Work to be completed. Copy the passage of the "Ask the Judges" clinic report from "It is a unique" up to and including "with the judges.", replacing "teenagers" with "riders".

Selected extract.
Words from the Wise: The 2010 Northwest Autumn Classic "Ask the Judges" Clinic

by Betsy November 17, 2010 in Education, Shows

Photos courtesy Jay Goss Photography.

It is a unique skill to be able to have twenty five restless teenagers hanging on your every word, but that is just what United States Hunter Jumper Association President Bill Moroney and Vice President Chrystine Tauber achieved during the "Ask the Judges" clinic at the 2010 Northwest Autumn Classic Horse Show.


The clinic was held in conjunction with the draw for the order of go for Saturday night's ASPCA Maclay Regional Final. The "Ask the Judges" clinic consisted of a USHJA Zone question and answer session for which Mr. Moroney and Ms. Tauber, who were judging the 2010 NWAC horse show, were joined by Dianne Popp, USHJA Director of Zones, Data, and Competitions, and a general question and answer session with the judges.

Supplied material.
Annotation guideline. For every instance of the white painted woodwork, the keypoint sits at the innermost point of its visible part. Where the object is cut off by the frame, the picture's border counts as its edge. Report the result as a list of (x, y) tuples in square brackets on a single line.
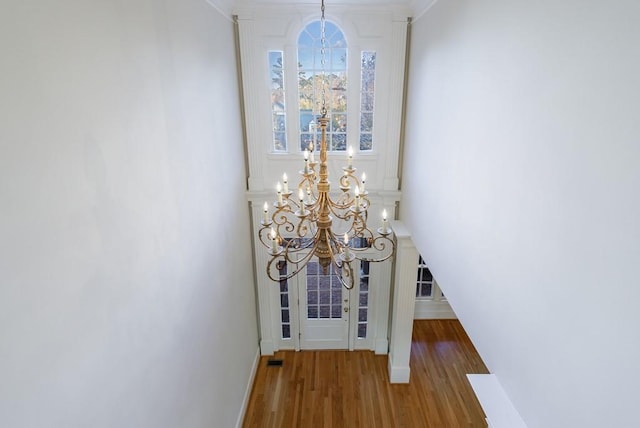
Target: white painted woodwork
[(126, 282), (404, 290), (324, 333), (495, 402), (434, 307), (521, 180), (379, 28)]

...

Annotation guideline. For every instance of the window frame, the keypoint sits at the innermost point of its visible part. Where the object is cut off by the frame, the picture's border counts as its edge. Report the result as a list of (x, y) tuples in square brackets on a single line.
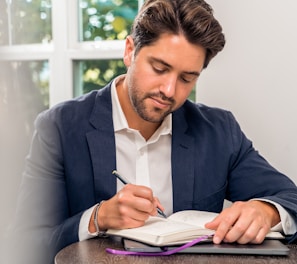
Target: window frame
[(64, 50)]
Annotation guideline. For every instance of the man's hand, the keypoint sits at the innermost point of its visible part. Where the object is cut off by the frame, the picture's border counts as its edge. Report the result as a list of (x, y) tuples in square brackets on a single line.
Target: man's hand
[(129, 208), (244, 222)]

Solution to this exercise.
It is a unique skill to be able to have twenty five restless riders hanging on your every word, but that is just what United States Hunter Jumper Association President Bill Moroney and Vice President Chrystine Tauber achieved during the "Ask the Judges" clinic at the 2010 Northwest Autumn Classic Horse Show.


The clinic was held in conjunction with the draw for the order of go for Saturday night's ASPCA Maclay Regional Final. The "Ask the Judges" clinic consisted of a USHJA Zone question and answer session for which Mr. Moroney and Ms. Tauber, who were judging the 2010 NWAC horse show, were joined by Dianne Popp, USHJA Director of Zones, Data, and Competitions, and a general question and answer session with the judges.